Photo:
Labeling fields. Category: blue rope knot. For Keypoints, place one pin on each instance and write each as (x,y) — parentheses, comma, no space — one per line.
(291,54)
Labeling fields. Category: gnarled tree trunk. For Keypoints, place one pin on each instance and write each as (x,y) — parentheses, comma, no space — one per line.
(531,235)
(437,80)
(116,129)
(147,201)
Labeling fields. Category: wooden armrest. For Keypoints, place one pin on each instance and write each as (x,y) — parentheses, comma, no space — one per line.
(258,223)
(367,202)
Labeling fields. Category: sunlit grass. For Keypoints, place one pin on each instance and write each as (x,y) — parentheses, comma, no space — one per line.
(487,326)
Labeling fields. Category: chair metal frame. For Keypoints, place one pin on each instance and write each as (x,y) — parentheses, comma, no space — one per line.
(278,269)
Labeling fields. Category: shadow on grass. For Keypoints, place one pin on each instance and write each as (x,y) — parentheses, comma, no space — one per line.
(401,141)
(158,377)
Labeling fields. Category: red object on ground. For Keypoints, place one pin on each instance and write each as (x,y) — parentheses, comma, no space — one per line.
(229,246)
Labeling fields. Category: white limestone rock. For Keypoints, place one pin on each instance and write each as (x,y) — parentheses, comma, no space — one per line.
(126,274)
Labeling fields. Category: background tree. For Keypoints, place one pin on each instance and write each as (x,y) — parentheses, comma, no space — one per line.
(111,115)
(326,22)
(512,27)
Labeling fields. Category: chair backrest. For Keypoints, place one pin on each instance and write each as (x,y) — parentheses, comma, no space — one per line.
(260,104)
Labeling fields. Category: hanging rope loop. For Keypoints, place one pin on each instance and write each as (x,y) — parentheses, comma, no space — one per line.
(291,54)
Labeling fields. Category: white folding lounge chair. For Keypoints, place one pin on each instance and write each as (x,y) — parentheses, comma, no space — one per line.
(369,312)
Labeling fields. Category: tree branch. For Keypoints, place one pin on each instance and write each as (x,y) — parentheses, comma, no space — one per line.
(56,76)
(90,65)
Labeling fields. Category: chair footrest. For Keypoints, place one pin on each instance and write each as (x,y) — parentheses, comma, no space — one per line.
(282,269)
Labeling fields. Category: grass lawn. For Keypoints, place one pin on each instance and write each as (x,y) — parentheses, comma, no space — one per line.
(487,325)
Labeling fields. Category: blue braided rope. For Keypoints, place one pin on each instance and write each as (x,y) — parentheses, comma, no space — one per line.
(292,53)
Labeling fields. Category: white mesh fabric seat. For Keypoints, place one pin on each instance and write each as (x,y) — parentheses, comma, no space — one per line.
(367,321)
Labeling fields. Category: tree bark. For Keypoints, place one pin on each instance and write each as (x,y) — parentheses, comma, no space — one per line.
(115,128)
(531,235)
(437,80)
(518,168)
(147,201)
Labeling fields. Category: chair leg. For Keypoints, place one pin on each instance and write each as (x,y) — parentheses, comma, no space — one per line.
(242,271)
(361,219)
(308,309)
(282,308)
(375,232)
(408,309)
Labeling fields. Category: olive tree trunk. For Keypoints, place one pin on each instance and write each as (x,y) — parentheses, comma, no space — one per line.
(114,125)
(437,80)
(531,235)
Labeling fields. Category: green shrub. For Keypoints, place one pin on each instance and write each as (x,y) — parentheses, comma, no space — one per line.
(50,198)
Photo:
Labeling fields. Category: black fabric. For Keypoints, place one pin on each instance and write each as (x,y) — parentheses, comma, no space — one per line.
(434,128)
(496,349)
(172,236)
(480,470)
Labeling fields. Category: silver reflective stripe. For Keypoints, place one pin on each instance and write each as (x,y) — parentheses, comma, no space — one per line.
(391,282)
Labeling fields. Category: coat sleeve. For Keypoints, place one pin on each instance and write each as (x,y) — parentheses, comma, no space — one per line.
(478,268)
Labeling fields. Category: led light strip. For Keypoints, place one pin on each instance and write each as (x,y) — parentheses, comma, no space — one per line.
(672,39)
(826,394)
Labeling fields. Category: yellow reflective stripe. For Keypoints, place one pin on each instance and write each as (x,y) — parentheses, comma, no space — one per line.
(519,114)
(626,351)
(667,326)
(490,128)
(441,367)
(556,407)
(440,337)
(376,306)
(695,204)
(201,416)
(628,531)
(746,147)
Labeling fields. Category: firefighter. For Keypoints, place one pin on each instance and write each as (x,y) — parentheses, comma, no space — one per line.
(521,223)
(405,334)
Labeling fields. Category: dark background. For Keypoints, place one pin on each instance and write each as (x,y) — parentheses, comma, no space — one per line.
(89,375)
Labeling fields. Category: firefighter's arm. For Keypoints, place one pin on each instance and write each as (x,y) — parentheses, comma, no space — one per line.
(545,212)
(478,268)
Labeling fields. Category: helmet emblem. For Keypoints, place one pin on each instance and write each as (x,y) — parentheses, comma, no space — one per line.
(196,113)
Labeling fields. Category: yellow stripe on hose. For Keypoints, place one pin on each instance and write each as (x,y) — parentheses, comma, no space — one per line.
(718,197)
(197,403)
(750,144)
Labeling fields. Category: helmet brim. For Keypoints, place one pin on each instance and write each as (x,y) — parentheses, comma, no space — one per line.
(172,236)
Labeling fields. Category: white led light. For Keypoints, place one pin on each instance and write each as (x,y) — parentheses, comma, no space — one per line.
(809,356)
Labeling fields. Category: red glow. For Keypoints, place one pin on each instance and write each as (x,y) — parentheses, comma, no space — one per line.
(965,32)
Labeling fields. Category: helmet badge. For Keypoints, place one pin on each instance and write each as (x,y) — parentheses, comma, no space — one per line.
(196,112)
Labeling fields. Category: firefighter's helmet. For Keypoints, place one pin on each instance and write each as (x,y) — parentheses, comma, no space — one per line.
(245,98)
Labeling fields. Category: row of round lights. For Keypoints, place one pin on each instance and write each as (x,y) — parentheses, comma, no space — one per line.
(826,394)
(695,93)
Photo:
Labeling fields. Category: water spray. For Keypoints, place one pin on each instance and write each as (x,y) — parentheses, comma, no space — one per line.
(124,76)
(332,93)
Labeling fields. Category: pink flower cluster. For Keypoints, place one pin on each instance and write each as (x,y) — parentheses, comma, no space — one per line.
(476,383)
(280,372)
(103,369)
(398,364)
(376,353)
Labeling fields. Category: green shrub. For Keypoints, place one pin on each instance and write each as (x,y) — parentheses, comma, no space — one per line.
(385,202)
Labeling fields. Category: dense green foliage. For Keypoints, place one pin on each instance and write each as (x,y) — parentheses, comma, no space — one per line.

> Task
Go through the listing and print each line exactly as it appears.

> The output
Photo:
Labeling fields. Category: blue rope knot. For Keypoints, place one pin on each instance and write each as (x,y) — parentheses, comma, no space — one per line.
(291,54)
Labeling fields. Category: gnarled tree trunk. For Keypoints, place one pin on each instance and write each as (x,y) — parentheses, comma, no space — one per line.
(531,235)
(437,80)
(116,129)
(147,201)
Labeling fields. Category: wooden armrest. For Keypoints, place one pin on each instance and write each as (x,y) — parentheses, comma, no space — one per line.
(258,223)
(367,202)
Labeling fields. Category: sunlit grass. For Keypoints, place one pin on each instance and write each as (x,y) — parentheses, comma, no space — one per line.
(487,326)
Labeling fields. Category: chair metal frame. For Keypoints, place one pin on each instance and write each as (x,y) — parentheses, comma, no space — one per line.
(278,269)
Labeling fields. Category: shadow on grass. For Keypoints, place one pin on each instance and write each as (x,y) — parentheses, comma, no space — one per line.
(401,141)
(158,377)
Labeling fields. Category: red object on ground. For Keypoints, place one pin on each instance and write each as (x,y) — parentheses, comma, no space — one per line.
(229,246)
Labeling fields. Category: white limestone rock. For Keypoints, place one pin on each instance and write each as (x,y) — parentheses, comma, no space — one per line.
(126,274)
Labeling fields. Category: background tree. For Keypoints, place one pin on each instance and write each as (x,y) — parentheses, comma, no space — one per line.
(111,115)
(326,22)
(512,27)
Labeling fields. Category: chair backrest. For Keypoints, place one pin on each instance and write each as (x,y) — parentheses, comma, no space — one per line.
(260,104)
Labeling fields. Category: hanging rope loop. For Keypoints, place one pin on each instance and write each as (x,y) — parentheses, comma, no space — one per line.
(291,54)
Labeling fields. Category: white folding lounge chair. For Keypoints, place one pin on each instance and write each as (x,y) — parentheses, comma, no space — one per line.
(369,312)
Labeling fields. Category: tree branch. For Keypoints, place one pin on each instance and write each as (x,y) — parentheses, comma, no space — one per line.
(56,76)
(90,65)
Labeling fields. Category: chair footrest. For Keypoints, place one pin on each instance and write each as (x,y) — parentheses, comma, no space — one per line.
(282,269)
Labeling fields. Category: grass lawn. For Keypoints, place one pin on each instance and write each as (x,y) — parentheses, comma, no space — one per line.
(487,325)
Labeling fields. Category: blue braided rope. For Keypoints, place one pin on each instance and write each as (x,y) — parentheses, comma, no space — one per line.
(292,53)
Labeling fields. Category: white mesh fabric seat. For Keypoints, place one pin on each instance and write each as (x,y) — parentheses, comma, no space — one per line.
(367,321)
Labeling fields. Category: tree bark. For Keypoints, place one pin on each instance and write each as (x,y) — parentheses, comma, no space — one per line.
(115,128)
(531,235)
(437,80)
(518,168)
(147,201)
Labeling fields. Category: chair leg. For Keypoints, place one pin on each instance and write each as (x,y) — parentheses, comma, no space — one per line.
(242,271)
(361,219)
(308,309)
(282,308)
(375,232)
(408,309)
Labeling fields. Category: olive tree trunk. For Keypoints, place one pin on each instance and write each as (x,y) — parentheses, comma, no space — one per line.
(114,125)
(437,80)
(531,235)
Labeling fields. Category: green shrub. For Keypoints, place one pin on each instance and write each as (x,y) — parentheses, comma, no space — one per line.
(50,198)
Photo:
Labeling fields. Category: black fabric. For Keypoints, place one pin on each instance and write each as (x,y) — parentheses, comma, no space — one per line.
(434,128)
(496,349)
(172,236)
(480,470)
Labeling fields. Category: silver reflective stripe. For Keypoints, place one pin on each instance and write each as (x,y) — parentheses, comma, no space — one per line.
(391,282)
Labeling fields. Category: coat sleeve. For Keypoints, place one pin on each instance and write each as (x,y) — parentheses, comma, no space — one per line.
(478,268)
Labeling fields. Category: led light strip. For Keypoints, place one pin on each instance and write each as (x,y) — parentheses, comma, no space — one per line.
(672,39)
(826,394)
Labeling fields. Category: yellow reflective stripe. For Keypoints, place one pin on each instance and write each as (x,y) — parentheses, comma, no space — one per line.
(519,114)
(626,351)
(667,326)
(490,128)
(441,367)
(556,407)
(440,337)
(376,306)
(695,204)
(201,416)
(628,531)
(746,147)
Labeling fields. Category: firefighter. For Keypoints, place one pin on each instance and write each as (x,y) — parentheses, comma, no space — one per line.
(521,223)
(405,334)
Labeling fields. Category: dark background. For Keypoints, place one pin on each instance and write each as (x,y) — parentheses, comma, no space — one per line.
(89,375)
Labeling fields. Category: firefighter's arm. For Keypoints, place one pin on each instance and write each as (x,y) — parentheses, comma, no space — one per line.
(545,212)
(478,268)
Labeling fields. Category: helmet emblem. For Keypoints, place one pin on each instance and write each as (x,y) — parentheses, comma, no space — one per line.
(196,113)
Labeling fields. Category: yellow stripe on hose. For Keypoints, place one pin on each instance and write each as (x,y) — parentheses, comma, no space — one per line.
(718,197)
(197,403)
(750,144)
Labeling fields. Category: helmet brim. For Keypoints, place one pin on each instance and write each as (x,y) — parentheses, comma, no space — one per line.
(172,236)
Labeling fields. Category: white led light. For Keypoints, place one pin on each instance and write each as (x,y) — parentheses, comma, no space — one per line.
(809,356)
Labeling fields. Category: red glow. For Keypoints, place one pin on each instance and write each as (x,y) — parentheses, comma, no space — one per line.
(965,32)
Labeling fields. Category: helmet badge. For Keypoints, place one pin on each instance and write each as (x,y) — parentheses, comma, no space — one per line.
(196,112)
Labeling fields. Category: firefighter's helmet. For Keypoints, place one pin on each instance and write each as (x,y) — parentheses, comma, no space — one per line.
(245,98)
Labeling fields. Category: row of round lights. For Keypoints, place one pin on each instance and write each as (x,y) — parentheses, comma, no space — one per line.
(826,394)
(695,93)
Photo:
Labeling fields. Category: water spray. For Keypoints, place one pin on each instance and write each as (x,y) — parentheses, comma, no space — one per line.
(124,76)
(332,93)
Labeling fields. Category: pink flower cluster. For Keypoints, place one pin on each instance and write each as (x,y) — parentheses, comma, no space — one per line.
(476,383)
(280,372)
(103,369)
(398,364)
(376,353)
Labeling fields. Category: green shrub. For Keypoints, place one pin on each instance and write each as (x,y) — parentheses, comma, no space — one per line.
(385,202)
Labeling fields. Category: dense green foliage. For Keypoints, place one pin on each instance and write each as (x,y) — parentheses, comma, no space — one per line.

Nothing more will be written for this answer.